KUTIPAN:
════════
Lalu Hisyâm pergi menuju kediaman al-Muth’im bin ‘Adiy. Dia menyinggung tali rahim yang terjadi antara Bani Hâsyim dan Bani al-Muththalib, dua orang putra ‘Abdi Manaf dan mencela persetujuannya atas tindakan zhalim kaum Quraisy.
Al-Muth’im berkata: “celakalah engkau! Apa yang bisa aku lakukan padahal aku hanya seorang diri?”.
Dia berkata: “engkau sudah mendapatkan orang keduanya”.
Dia bertanya: “siapa dia?”
“aku”, jawabnya
“kalau begitu, carikan bagi kita orang ketiga”, pintanya lagi
“sudah aku dapatkan orangnya”, jawabnya
“siapa dia?”, tanyanya
“Zuhair bin Abi Umayyah”, jawabnya
“kalau begitu, carikan bagi kita orang keempat”, pintanya lagi
Lalu dia pergi lagi menuju kediaman Abu al-Bukhturiy bin Hisyâm dan mengatakan kepadanya persis seperti apa yang telah dikatakannya kepada al-Muth’im. Dia bertanya kepada Hisyâm: “apakah ada orang yang membantu kita dalam hal ini?”
════════
CATATAN YANG DISEDIAKAN:
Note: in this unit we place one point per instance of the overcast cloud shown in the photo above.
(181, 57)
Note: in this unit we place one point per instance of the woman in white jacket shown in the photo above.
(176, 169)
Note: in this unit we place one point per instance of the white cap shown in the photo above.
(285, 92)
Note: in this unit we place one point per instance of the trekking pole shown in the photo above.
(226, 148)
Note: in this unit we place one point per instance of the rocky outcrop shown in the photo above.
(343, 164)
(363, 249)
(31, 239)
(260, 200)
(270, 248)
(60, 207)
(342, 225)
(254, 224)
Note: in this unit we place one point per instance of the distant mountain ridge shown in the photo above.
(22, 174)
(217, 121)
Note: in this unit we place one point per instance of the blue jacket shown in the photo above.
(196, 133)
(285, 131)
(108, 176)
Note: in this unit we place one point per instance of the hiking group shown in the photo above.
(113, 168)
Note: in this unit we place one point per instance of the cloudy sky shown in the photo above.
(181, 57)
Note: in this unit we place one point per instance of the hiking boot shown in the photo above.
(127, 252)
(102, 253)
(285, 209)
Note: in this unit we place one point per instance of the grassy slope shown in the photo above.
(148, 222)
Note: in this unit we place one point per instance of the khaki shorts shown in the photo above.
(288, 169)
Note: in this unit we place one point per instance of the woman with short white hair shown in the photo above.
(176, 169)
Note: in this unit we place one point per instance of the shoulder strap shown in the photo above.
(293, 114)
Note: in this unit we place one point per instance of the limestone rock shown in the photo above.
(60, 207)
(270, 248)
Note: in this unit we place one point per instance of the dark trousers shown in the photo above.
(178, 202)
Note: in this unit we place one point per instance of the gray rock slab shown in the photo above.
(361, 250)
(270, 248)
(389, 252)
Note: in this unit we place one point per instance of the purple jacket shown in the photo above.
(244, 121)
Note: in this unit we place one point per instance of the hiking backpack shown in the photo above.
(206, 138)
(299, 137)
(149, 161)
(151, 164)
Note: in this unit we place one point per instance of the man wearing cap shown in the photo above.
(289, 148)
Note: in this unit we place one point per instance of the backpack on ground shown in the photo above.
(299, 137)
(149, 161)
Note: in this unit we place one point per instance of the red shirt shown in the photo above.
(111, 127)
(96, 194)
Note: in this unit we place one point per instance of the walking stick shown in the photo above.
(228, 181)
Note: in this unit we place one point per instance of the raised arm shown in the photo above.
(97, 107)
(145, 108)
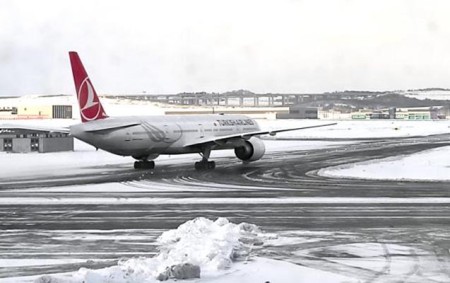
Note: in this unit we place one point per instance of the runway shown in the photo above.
(320, 221)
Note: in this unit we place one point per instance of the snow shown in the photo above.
(429, 165)
(222, 250)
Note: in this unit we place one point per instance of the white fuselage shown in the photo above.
(149, 136)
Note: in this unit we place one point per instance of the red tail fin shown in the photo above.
(90, 106)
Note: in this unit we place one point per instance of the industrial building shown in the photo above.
(36, 112)
(299, 112)
(21, 140)
(414, 113)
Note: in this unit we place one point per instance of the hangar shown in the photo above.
(30, 139)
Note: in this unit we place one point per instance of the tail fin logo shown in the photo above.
(90, 107)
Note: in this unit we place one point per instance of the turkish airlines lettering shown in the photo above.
(146, 137)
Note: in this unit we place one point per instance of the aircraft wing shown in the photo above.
(223, 139)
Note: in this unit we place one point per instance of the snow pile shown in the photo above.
(211, 245)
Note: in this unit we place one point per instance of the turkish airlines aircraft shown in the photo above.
(145, 138)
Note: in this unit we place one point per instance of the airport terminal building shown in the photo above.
(22, 140)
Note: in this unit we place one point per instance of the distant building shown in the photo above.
(31, 140)
(299, 112)
(36, 112)
(415, 113)
(418, 113)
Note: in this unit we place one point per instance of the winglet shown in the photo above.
(90, 106)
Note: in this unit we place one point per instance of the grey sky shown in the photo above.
(264, 46)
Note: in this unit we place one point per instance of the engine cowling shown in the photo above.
(252, 150)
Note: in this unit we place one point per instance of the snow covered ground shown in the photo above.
(430, 165)
(223, 250)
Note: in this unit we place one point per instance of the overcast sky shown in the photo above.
(173, 46)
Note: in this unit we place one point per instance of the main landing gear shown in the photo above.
(205, 164)
(145, 164)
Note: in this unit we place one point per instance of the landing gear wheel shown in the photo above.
(144, 164)
(205, 165)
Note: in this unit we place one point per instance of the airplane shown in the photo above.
(146, 137)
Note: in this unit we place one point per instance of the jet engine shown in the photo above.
(252, 150)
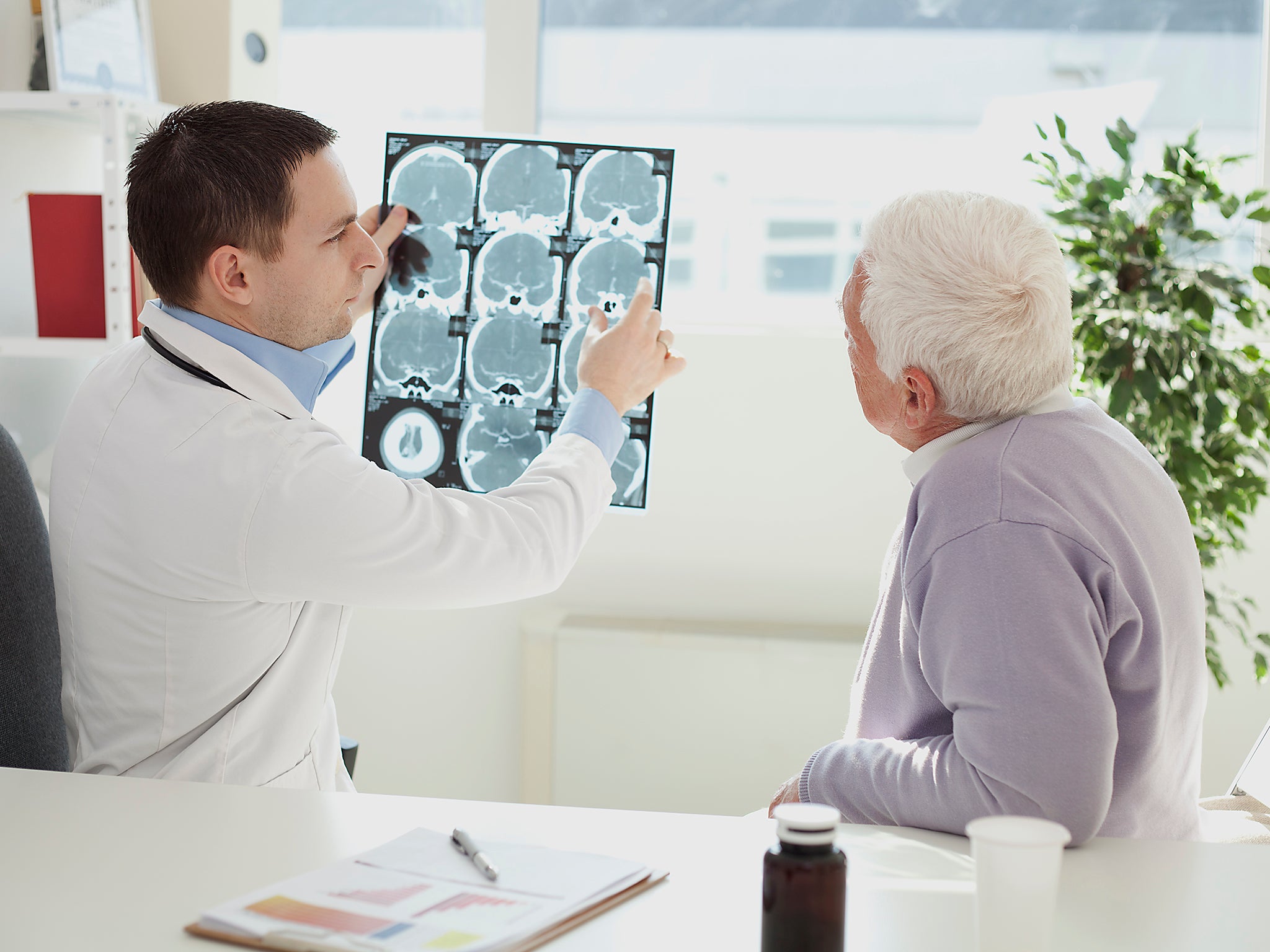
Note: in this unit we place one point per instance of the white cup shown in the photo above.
(1016, 866)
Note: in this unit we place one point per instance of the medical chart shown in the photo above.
(418, 892)
(477, 332)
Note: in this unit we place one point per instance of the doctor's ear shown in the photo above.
(229, 281)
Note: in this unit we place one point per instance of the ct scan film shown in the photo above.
(474, 347)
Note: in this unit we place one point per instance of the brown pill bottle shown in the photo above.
(804, 883)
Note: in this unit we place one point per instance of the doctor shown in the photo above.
(208, 535)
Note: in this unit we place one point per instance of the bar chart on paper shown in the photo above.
(488, 909)
(384, 897)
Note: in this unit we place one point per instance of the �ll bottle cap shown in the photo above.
(807, 824)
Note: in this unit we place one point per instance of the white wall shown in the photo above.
(761, 509)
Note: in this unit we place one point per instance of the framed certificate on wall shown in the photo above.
(100, 46)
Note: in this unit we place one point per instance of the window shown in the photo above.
(793, 120)
(375, 66)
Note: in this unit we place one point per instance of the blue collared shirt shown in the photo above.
(308, 372)
(304, 372)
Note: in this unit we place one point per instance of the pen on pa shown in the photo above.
(464, 844)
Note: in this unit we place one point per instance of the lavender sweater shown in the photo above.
(1038, 645)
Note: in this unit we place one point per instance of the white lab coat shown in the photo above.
(207, 549)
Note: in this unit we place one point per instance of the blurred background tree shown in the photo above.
(1166, 337)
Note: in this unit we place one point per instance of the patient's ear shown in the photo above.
(922, 405)
(228, 273)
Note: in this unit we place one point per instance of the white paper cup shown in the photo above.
(1016, 866)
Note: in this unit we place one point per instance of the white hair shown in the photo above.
(973, 291)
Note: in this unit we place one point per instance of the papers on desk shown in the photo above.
(418, 892)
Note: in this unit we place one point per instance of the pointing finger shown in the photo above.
(642, 302)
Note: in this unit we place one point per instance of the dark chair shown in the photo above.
(32, 731)
(349, 751)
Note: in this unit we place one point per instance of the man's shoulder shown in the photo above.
(138, 403)
(1059, 470)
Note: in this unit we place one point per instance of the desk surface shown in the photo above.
(117, 865)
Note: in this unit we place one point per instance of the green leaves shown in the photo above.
(1151, 332)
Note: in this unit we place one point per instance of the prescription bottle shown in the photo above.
(804, 883)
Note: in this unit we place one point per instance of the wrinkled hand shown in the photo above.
(630, 359)
(383, 235)
(785, 794)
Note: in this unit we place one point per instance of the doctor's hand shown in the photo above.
(630, 359)
(383, 235)
(786, 794)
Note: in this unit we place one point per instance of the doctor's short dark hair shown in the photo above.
(215, 174)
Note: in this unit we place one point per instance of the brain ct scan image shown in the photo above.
(479, 325)
(436, 184)
(516, 271)
(427, 263)
(621, 196)
(415, 353)
(522, 186)
(605, 275)
(508, 363)
(495, 444)
(412, 446)
(629, 470)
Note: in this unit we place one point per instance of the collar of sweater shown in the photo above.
(922, 459)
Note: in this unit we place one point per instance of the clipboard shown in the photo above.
(530, 942)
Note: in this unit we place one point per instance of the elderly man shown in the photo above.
(1038, 645)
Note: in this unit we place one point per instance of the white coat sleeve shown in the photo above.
(331, 526)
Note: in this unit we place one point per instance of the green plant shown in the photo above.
(1163, 337)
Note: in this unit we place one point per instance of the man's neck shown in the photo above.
(936, 428)
(226, 315)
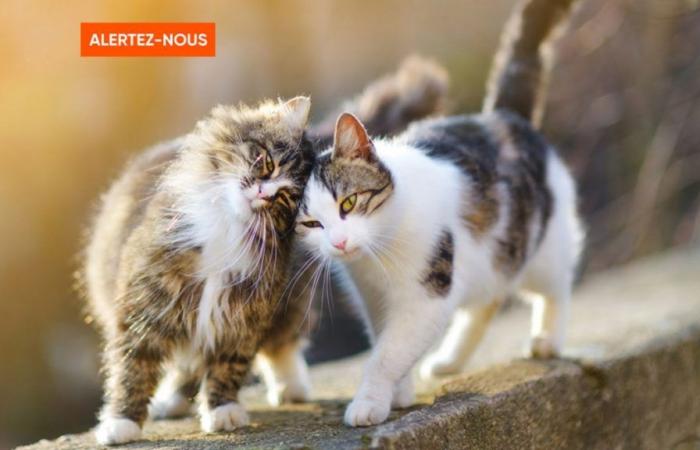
════════
TUGAS 1:
Cetak ulang baris-baris catatan tanpa perubahan, mulai dari baris yang memuat "neck shown in the photo above." hingga akhir catatan, kedua ujungnya ikut disertakan. Jangan masukkan gambar ke dalam jawaban.
TUGAS 2:
Teruskan kutipan tentang Hisyâm yang mencari orang-orang untuk menentang tindakan zhalim kaum Quraisy, mulai dari titik kutipan itu berhenti.

HASIL TUGAS 1:
Note: in this unit we place one point per instance of the man's neck shown in the photo above.
(936, 428)
(226, 315)

HASIL TUGAS 2:
“Ya”, jawabnya
“siapa dia?”, tanyanya
“Zuhair bin Abi Umayyah, al-Muth’im bin ‘Adiy. Aku juga akan bersamamu”, jawabnya
“kalau begitu, carikan lagi bagi kita orang kelima”, pintanya.
Kemudian dia pergi lagi menuju kediaman Zam’ah bin al-Aswad bin al-Muththalib bin Asad. Dia berbincang dengannya lalu menyinggung perihal kekerabatan yang ada diantara mereka dan hak-hak mereka. Zam’ah bertanya kepadanya: “apakah ada orang yang ikut serta dalam urusan yang engkau ajak diriku ini?”
“ya”, jawabnya. Kemudian dia menyebutkan nama-nama orang yang ikut serta tersebut. Akhirnya mereka berkumpul di pintu Hujûn dan berjanji akan melakukan pembatalan terhadap shahifah. Zuhair berkata: “Akulah yang akan memulai dan orang pertama yang akan berbicara”.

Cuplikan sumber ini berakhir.